### ABOUT THIS TASK
Pull out every line of the material below that contains the string "negative", matching case exactly, and list those lines.

### EXCERPTED DATA
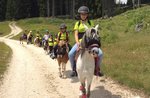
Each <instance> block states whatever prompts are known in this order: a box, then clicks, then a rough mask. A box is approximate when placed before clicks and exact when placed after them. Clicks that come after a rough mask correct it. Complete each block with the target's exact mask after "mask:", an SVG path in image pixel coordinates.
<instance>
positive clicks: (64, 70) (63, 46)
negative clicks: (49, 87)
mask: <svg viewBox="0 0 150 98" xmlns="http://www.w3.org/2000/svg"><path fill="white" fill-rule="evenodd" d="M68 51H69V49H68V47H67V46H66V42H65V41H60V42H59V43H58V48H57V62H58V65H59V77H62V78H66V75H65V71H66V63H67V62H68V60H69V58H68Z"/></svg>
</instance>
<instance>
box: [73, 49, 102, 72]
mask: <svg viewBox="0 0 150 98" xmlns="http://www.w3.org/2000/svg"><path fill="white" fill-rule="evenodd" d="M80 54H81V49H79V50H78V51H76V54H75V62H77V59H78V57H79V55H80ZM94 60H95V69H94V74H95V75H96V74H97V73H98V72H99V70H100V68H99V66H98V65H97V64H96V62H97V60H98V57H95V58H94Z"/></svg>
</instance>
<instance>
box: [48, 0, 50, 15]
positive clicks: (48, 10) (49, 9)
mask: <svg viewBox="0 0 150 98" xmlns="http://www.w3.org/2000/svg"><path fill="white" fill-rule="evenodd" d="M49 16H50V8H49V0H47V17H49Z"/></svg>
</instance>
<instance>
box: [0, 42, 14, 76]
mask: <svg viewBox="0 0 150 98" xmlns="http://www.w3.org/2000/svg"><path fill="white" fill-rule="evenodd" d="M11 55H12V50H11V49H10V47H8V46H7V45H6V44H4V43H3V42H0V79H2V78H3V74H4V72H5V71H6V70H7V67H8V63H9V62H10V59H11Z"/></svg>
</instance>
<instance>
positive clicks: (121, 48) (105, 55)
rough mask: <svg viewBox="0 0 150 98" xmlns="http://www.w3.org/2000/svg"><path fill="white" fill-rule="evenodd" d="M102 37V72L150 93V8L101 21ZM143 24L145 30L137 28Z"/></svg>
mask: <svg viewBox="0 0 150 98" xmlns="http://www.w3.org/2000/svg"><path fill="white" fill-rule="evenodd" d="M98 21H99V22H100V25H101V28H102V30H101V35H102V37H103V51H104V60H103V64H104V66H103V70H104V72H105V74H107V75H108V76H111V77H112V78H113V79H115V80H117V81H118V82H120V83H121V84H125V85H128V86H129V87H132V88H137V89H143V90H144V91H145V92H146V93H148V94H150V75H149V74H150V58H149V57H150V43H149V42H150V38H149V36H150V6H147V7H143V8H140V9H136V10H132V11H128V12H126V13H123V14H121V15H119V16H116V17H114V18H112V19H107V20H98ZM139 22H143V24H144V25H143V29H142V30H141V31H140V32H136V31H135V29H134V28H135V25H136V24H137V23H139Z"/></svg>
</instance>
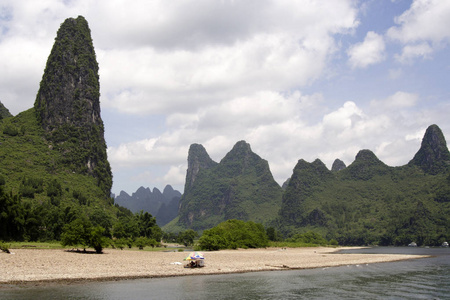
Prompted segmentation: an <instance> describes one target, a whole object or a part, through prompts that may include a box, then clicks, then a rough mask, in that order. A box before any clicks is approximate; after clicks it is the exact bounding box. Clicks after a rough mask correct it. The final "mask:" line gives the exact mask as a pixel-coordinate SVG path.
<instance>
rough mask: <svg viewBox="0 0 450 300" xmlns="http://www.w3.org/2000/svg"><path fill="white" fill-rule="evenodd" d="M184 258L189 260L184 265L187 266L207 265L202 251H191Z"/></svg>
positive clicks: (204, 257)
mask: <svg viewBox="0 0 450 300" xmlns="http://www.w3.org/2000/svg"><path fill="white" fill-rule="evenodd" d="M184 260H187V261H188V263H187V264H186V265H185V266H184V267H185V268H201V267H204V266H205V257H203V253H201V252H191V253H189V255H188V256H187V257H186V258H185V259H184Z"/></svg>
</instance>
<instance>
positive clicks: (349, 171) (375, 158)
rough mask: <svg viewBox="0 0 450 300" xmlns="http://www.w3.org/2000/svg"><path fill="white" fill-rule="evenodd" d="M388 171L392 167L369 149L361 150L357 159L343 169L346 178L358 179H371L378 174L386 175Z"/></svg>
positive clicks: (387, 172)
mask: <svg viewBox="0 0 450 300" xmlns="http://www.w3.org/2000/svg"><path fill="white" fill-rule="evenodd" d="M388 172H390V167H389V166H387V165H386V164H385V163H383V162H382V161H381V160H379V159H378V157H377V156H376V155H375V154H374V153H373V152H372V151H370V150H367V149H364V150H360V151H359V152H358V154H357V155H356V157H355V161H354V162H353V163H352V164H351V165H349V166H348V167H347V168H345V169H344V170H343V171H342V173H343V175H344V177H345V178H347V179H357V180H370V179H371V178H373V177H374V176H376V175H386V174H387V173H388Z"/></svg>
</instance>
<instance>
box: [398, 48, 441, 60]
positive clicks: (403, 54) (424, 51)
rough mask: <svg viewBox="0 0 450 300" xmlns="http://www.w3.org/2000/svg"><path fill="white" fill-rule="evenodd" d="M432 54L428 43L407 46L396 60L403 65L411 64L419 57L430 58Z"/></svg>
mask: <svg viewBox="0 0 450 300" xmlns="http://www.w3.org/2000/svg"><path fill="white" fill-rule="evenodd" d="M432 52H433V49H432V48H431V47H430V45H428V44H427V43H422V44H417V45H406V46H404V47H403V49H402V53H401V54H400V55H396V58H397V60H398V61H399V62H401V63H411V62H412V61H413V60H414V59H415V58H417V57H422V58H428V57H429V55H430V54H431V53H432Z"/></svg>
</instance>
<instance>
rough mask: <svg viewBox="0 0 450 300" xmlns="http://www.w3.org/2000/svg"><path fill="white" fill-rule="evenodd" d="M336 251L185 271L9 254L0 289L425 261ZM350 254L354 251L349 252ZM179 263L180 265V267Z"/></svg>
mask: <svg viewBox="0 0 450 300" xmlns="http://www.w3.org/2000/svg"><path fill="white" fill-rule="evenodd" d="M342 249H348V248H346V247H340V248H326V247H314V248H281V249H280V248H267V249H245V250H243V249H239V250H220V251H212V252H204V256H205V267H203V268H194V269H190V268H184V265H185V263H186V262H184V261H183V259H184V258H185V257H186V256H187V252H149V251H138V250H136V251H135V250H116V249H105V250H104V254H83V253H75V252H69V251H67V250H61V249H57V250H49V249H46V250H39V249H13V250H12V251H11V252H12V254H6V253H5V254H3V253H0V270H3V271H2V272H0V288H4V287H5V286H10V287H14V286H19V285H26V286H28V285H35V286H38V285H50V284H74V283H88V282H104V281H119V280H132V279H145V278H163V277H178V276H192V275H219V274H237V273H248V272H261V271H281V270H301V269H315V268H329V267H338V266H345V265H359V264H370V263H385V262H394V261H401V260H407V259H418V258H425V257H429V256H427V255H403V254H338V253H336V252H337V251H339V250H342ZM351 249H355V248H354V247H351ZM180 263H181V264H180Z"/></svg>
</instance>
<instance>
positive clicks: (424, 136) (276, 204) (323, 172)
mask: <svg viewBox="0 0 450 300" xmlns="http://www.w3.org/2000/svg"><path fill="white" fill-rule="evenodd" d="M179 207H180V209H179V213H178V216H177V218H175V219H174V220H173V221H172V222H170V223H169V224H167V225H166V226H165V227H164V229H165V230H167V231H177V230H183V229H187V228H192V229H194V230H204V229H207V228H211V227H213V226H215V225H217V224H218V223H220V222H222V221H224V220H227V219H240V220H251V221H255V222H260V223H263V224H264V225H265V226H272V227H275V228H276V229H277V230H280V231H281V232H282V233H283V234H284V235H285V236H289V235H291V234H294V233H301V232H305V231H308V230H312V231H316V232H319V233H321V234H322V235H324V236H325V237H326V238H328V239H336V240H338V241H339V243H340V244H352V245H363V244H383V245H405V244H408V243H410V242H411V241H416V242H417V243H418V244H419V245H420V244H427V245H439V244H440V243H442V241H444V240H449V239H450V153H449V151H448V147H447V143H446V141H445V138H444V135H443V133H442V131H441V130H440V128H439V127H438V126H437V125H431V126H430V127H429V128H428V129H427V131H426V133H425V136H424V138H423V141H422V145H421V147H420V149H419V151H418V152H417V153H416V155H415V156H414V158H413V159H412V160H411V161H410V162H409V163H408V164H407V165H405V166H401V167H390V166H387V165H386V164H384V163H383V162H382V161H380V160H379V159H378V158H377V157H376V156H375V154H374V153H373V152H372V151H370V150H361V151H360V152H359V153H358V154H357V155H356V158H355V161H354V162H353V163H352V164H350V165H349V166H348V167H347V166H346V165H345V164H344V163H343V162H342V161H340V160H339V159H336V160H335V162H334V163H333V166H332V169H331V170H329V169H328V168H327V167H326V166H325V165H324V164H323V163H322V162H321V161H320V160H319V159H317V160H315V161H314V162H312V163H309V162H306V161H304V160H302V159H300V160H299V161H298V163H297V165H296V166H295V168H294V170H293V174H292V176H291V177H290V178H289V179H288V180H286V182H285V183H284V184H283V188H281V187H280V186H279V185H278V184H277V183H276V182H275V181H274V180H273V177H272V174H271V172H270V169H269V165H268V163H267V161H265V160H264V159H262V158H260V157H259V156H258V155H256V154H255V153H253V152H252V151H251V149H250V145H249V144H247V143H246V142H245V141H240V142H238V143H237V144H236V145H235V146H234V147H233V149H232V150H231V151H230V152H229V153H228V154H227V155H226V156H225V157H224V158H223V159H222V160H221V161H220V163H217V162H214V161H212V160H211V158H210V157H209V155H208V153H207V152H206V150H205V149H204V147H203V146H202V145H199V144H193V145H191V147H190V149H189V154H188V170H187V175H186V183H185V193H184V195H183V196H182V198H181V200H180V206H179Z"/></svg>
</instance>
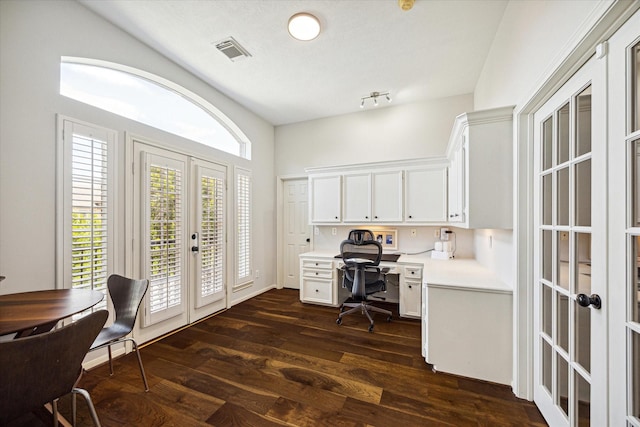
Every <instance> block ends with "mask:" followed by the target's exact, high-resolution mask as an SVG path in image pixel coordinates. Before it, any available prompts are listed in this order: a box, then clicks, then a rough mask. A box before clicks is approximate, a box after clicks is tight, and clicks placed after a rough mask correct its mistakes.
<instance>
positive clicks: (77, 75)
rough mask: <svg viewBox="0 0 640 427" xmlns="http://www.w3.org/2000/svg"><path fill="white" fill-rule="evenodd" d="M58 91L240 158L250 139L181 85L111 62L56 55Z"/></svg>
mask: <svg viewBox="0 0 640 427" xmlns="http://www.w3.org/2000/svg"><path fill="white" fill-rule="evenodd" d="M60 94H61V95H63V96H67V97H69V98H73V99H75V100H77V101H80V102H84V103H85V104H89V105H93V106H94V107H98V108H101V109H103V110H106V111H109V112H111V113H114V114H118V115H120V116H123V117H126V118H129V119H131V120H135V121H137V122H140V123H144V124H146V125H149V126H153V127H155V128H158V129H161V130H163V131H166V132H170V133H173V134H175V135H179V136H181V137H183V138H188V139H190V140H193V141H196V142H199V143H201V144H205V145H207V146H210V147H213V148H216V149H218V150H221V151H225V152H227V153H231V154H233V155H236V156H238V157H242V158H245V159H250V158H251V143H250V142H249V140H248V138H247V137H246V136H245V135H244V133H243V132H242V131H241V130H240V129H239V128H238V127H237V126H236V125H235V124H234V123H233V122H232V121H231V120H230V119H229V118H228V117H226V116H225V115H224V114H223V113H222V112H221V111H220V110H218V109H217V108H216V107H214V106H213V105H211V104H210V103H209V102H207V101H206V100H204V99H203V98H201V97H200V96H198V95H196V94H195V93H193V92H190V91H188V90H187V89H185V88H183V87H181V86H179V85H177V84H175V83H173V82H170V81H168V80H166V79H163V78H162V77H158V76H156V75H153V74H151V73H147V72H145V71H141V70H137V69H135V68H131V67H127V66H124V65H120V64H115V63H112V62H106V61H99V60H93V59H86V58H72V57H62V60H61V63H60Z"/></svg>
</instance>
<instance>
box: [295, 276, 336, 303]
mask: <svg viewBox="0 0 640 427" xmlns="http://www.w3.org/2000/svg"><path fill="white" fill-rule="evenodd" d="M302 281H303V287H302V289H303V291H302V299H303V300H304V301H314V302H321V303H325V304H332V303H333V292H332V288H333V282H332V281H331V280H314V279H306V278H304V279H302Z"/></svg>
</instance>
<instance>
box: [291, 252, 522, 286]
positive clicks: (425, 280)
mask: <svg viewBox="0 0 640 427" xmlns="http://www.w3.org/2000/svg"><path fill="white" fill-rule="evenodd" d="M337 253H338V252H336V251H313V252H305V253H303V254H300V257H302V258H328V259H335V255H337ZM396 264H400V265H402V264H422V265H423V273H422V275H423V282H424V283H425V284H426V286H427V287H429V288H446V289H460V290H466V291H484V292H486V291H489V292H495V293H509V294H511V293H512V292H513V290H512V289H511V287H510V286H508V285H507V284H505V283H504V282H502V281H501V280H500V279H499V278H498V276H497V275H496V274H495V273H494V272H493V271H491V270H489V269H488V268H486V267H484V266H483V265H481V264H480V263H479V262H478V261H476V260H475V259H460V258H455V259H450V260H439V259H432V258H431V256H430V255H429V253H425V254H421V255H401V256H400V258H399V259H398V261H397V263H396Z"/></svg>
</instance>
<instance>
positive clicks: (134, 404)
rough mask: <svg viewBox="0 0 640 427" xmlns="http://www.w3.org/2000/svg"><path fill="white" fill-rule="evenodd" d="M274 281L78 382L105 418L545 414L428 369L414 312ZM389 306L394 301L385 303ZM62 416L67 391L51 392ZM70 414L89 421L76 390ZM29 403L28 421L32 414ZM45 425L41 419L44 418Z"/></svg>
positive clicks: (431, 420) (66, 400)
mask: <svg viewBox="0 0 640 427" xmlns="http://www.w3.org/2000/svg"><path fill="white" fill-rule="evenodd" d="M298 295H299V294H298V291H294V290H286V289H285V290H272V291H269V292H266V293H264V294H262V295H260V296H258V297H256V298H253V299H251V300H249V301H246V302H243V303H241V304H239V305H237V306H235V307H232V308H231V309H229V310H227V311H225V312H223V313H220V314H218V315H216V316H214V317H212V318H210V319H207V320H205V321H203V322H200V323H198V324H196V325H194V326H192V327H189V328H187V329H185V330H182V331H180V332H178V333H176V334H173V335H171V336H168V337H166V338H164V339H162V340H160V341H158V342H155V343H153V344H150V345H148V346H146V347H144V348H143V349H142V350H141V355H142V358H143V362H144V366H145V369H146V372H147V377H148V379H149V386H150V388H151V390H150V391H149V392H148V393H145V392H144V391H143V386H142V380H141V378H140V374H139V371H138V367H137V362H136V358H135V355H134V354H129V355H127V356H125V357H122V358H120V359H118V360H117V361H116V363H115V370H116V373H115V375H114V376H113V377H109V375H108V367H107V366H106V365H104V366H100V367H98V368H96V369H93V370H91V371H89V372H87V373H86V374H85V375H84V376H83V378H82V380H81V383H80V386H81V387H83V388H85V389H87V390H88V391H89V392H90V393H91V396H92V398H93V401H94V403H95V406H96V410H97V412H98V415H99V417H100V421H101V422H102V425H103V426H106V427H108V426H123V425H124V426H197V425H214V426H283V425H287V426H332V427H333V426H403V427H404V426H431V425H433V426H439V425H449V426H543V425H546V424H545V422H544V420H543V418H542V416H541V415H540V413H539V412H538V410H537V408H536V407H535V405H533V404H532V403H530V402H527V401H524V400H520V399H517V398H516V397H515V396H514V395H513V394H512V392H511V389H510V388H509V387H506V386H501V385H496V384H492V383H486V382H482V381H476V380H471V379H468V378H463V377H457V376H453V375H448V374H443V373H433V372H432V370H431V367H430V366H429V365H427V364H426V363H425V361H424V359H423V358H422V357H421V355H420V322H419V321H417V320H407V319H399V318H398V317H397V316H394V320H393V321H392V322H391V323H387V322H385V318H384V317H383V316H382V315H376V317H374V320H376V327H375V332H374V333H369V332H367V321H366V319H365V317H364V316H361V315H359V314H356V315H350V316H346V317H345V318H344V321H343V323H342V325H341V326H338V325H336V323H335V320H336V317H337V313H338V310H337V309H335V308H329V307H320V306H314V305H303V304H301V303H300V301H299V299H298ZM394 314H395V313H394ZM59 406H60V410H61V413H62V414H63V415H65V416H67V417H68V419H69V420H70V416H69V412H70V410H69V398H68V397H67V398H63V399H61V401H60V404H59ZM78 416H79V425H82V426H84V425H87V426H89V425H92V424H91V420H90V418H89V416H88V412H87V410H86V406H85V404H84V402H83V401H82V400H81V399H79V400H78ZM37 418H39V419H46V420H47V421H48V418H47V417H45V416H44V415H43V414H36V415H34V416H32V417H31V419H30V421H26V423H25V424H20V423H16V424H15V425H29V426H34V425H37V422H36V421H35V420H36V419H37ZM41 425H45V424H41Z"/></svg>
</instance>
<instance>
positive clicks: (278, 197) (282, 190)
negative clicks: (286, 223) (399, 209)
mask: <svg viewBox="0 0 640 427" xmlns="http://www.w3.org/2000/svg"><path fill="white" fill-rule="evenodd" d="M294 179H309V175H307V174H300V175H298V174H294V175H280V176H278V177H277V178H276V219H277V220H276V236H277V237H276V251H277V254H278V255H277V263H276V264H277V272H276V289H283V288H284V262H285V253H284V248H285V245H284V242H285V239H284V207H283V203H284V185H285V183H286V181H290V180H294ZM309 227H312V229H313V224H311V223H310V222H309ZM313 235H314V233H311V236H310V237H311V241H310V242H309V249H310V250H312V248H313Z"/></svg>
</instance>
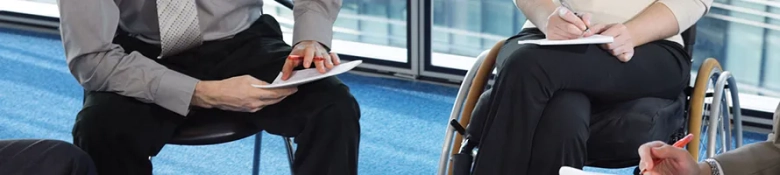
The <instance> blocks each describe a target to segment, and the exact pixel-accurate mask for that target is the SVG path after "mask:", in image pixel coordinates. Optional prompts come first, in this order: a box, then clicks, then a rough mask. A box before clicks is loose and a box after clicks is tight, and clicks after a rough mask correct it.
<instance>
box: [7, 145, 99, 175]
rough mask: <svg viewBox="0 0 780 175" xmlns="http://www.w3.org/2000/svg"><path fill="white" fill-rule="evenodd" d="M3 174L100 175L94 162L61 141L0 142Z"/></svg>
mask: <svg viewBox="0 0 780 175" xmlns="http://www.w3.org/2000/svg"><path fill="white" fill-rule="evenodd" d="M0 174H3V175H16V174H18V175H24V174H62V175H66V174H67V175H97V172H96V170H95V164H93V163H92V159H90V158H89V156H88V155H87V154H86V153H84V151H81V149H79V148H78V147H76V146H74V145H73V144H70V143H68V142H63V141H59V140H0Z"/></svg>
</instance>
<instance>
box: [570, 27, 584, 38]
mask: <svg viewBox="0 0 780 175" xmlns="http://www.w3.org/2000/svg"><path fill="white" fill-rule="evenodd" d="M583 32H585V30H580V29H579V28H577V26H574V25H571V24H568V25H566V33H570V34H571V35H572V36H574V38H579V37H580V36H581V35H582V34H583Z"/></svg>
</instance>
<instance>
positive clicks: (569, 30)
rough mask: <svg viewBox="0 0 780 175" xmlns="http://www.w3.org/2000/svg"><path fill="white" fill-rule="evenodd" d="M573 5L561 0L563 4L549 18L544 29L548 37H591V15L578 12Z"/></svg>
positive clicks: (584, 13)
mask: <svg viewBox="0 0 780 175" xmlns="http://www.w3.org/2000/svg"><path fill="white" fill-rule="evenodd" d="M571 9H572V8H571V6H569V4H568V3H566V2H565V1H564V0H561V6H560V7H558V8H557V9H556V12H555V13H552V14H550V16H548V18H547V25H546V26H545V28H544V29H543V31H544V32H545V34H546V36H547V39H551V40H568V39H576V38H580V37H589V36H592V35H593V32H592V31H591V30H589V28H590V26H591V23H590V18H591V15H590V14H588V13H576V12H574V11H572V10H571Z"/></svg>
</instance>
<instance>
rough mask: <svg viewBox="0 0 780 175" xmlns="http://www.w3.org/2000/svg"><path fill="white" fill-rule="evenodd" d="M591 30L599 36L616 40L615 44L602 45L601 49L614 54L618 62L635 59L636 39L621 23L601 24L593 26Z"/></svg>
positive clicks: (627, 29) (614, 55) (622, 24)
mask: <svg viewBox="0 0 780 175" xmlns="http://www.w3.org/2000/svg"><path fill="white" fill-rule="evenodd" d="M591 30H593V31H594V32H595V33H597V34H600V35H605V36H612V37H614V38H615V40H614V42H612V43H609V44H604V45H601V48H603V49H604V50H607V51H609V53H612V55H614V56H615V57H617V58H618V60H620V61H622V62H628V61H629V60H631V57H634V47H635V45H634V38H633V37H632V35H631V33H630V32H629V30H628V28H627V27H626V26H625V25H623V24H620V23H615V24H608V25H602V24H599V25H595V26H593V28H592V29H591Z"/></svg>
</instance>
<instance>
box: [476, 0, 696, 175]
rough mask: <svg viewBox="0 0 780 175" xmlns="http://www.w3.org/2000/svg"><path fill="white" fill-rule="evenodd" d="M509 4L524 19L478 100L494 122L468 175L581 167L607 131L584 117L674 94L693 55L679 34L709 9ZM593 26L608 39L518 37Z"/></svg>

### TASK RESULT
negative clicks: (49, 87)
negative clicks: (286, 223) (399, 209)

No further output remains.